= Task goal =
The complete listing that follows is to be set down again, exactly as it appears.

= Data records =
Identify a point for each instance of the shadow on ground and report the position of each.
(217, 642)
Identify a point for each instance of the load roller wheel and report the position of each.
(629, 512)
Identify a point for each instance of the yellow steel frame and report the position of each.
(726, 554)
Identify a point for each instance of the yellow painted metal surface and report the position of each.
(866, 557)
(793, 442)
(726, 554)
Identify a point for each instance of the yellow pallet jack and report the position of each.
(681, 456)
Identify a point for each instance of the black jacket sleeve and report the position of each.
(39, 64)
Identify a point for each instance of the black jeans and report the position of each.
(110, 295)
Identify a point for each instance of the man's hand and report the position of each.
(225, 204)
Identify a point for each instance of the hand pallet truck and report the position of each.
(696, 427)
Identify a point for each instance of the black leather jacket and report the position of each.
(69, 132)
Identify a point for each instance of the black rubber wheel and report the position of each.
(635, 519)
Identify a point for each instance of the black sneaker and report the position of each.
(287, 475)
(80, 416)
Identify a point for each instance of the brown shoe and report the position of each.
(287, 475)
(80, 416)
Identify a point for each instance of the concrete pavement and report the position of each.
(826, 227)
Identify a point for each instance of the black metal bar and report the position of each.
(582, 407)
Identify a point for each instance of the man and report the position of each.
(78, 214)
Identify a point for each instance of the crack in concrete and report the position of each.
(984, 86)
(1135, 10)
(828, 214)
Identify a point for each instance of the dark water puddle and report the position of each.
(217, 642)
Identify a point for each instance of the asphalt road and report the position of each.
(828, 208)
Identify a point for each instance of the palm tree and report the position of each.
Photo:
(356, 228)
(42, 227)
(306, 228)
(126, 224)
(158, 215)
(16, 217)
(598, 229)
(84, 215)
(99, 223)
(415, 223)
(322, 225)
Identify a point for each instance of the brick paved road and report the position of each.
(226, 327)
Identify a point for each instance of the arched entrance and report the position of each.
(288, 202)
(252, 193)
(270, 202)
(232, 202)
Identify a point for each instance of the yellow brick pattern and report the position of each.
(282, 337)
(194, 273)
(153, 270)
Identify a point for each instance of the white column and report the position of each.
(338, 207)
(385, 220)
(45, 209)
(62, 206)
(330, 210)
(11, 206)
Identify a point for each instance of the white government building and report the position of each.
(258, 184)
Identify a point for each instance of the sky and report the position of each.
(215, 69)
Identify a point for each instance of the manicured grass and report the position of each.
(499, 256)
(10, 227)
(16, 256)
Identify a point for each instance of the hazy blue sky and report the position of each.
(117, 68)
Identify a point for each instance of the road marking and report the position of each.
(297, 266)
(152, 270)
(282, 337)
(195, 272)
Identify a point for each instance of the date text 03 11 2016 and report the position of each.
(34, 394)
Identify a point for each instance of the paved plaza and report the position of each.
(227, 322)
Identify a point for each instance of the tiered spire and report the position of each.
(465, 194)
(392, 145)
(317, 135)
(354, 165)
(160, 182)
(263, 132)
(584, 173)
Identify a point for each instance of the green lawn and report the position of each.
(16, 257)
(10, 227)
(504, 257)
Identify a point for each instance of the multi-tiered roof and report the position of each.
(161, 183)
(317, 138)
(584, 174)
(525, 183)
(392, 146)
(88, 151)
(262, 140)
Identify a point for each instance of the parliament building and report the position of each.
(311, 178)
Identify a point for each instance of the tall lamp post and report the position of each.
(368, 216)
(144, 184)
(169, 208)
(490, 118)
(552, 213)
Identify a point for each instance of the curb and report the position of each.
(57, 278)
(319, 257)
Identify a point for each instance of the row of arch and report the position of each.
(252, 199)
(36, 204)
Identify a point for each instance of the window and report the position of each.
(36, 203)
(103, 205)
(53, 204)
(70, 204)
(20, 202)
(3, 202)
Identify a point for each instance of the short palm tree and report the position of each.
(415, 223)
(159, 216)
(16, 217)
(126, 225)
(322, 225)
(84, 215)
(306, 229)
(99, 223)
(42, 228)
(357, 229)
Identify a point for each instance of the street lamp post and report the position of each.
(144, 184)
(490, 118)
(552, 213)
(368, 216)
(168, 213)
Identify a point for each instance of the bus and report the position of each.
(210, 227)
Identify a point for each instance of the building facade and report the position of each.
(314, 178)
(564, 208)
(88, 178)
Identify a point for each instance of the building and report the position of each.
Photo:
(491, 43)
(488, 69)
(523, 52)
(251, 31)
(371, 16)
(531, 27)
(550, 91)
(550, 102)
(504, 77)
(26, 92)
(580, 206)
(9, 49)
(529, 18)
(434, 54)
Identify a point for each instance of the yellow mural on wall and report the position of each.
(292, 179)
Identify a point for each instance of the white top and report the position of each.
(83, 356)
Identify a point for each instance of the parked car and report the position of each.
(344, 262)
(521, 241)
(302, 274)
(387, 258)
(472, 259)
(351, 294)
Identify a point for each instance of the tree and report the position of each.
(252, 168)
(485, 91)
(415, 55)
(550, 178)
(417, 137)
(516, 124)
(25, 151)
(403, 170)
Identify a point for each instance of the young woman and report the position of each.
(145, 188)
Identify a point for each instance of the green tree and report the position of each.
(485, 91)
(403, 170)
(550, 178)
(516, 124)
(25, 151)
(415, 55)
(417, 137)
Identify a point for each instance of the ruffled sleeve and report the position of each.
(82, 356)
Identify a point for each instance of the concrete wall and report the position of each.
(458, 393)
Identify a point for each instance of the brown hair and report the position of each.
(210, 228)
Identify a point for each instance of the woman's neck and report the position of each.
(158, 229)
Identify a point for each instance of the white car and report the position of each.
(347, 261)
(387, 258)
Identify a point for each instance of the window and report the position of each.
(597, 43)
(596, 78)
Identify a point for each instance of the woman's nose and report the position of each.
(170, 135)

= Your solution =
Identify a point for each instance of the shadow on ground and report the position of each.
(217, 642)
Identify a point for each instance of the load roller wheel and report the position of each.
(629, 512)
Identify a point for each instance of the yellow steel frame and report the position of each.
(726, 554)
Identify a point for each instance of the yellow painted metal surface and report the position of each.
(866, 557)
(793, 442)
(726, 554)
Identify a point for each instance of the yellow pallet jack and report the position of each.
(681, 456)
Identify a point for each instance of the black jacket sleeve and report the position of each.
(39, 64)
Identify a point for each instance of the black jeans and report the position of each.
(110, 295)
Identify a point for each instance of the man's hand and report the position of each.
(225, 204)
Identify a point for each instance of the hand pallet truck and report the position of each.
(696, 427)
Identify a point for each instance of the black leather jacket and report the position of each.
(69, 132)
Identify a point for each instance of the black rubber wheel and report the position of each.
(635, 519)
Identify a point for each instance of the black sneaker and report the position of each.
(287, 475)
(80, 416)
Identify a point for each instance of the brown shoe and report the position of each.
(287, 475)
(80, 416)
Identify a point for each instance of the concrete pavement and report the position of each.
(826, 227)
Identify a point for each instance of the black metal bar and report the position of each.
(582, 407)
Identify a point for each instance of the man and report the position of each.
(78, 214)
Identify a point for each instance of the crack in concrete and report the position of each.
(984, 86)
(1135, 10)
(828, 214)
Identify a point for each instance of the dark water puddle and report the position of each.
(217, 642)
Identify a point for each instance of the asphalt road and report the position of each.
(828, 208)
Identify a point for each instance of the palm tree and report the position of each.
Photo:
(356, 228)
(42, 227)
(306, 228)
(126, 224)
(158, 215)
(16, 217)
(598, 229)
(84, 215)
(99, 223)
(415, 223)
(322, 225)
Identify a point for each instance of the brick paved road and report the position of each.
(226, 327)
Identify a point for each instance of the arched entrance and report the position of each.
(288, 202)
(252, 193)
(270, 202)
(232, 202)
Identify a point for each instance of the yellow brick pattern and report the position of each.
(282, 337)
(194, 273)
(153, 270)
Identify a point for each instance of the white column and report the position of each.
(338, 207)
(385, 220)
(45, 209)
(62, 206)
(330, 210)
(11, 206)
Identify a point for each instance of the white government building and report the position of each.
(258, 184)
Identify a point for each instance of the sky and report the position of each.
(215, 69)
Identify a point for each instance of the manicured grass and report the position of each.
(499, 256)
(10, 227)
(16, 256)
Identify a point for each instance of the hazy blue sky and report the position of each.
(117, 68)
Identify a point for each instance of the road marking and report the position of each.
(297, 266)
(152, 270)
(282, 337)
(195, 272)
Identify a point for each instance of the date text 03 11 2016 and report the position of each.
(34, 394)
Identify a point for each instance of the paved plaza and report the position of each.
(227, 322)
Identify a point for each instance of the tiered spire and report the position of each.
(465, 194)
(392, 145)
(317, 135)
(354, 165)
(160, 182)
(263, 132)
(584, 173)
Identify a point for each instance of the green lawn and report the position of each.
(16, 257)
(10, 227)
(504, 257)
Identify a point for each instance of the multi-tiered roof and report the position of each.
(161, 183)
(317, 138)
(584, 174)
(525, 183)
(392, 146)
(88, 151)
(262, 140)
Identify a point for each instance of the parliament building and report the position of each.
(311, 178)
Identify a point for each instance of the tall lamp post and report the position of each.
(368, 216)
(144, 184)
(169, 208)
(490, 118)
(552, 213)
Identify a point for each instance of the curb and report the position of each.
(57, 278)
(319, 257)
Identify a point for each instance of the row of arch and report the position of each.
(252, 199)
(36, 204)
Identify a point for each instance of the window and report the position of each.
(36, 203)
(103, 205)
(53, 204)
(70, 204)
(20, 202)
(3, 202)
Identify a point for each instance of the short palm tree and report the position of each.
(415, 223)
(159, 216)
(16, 217)
(126, 225)
(322, 225)
(84, 215)
(306, 229)
(99, 223)
(42, 228)
(357, 229)
Identify a point for each instance of the street lamp post and report the position of each.
(144, 184)
(490, 118)
(552, 213)
(368, 216)
(168, 213)
Identify a point for each instance of the bus and report the position of each.
(210, 227)
Identify a point for each instance of the building facade and report the position of each.
(314, 178)
(564, 208)
(88, 178)
Identify a point for each instance of the building and report the position of each.
Photo:
(491, 43)
(488, 69)
(523, 52)
(251, 31)
(371, 16)
(531, 27)
(550, 91)
(550, 102)
(504, 77)
(26, 92)
(580, 206)
(9, 49)
(529, 18)
(434, 54)
Identify a point for each instance of the yellow mural on wall and report the position of each.
(292, 179)
Identify a point for each instance of the white top and report the position of each.
(83, 356)
Identify a point for each instance of the parked car and report the position of each.
(344, 262)
(521, 241)
(302, 274)
(387, 258)
(472, 259)
(351, 294)
Identify a point for each instance of the tree and report the position of each.
(252, 168)
(485, 91)
(415, 55)
(550, 178)
(417, 137)
(516, 124)
(25, 151)
(403, 170)
Identify a point for each instance of the young woman and report the position of each.
(145, 188)
Identify a point for each instance of the green tree and report the position of each.
(485, 91)
(403, 170)
(550, 178)
(516, 124)
(25, 151)
(415, 55)
(417, 137)
Identify a point for each instance of the ruffled sleeve and report the position of each.
(82, 356)
Identify a point for each instance of the concrete wall and report the position of each.
(458, 393)
Identify a point for each instance of the brown hair and report the position of each.
(210, 228)
Identify a point for each instance of the woman's neck and report the position of each.
(158, 229)
Identify a point for each instance of the white car and report the position of each.
(347, 261)
(387, 258)
Identify a point for each instance of the window and report the position of each.
(597, 43)
(596, 78)
Identify a point for each instance of the woman's nose and report the position of each.
(170, 135)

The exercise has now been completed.